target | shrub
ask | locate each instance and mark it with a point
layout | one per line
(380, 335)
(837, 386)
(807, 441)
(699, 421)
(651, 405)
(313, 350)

———

> [Required work]:
Copy the records above line for line, with no changes.

> [Problem solution]:
target | shrub
ask | locate each instance and mark it with a point
layout | one per line
(380, 335)
(837, 386)
(807, 441)
(699, 421)
(651, 405)
(313, 350)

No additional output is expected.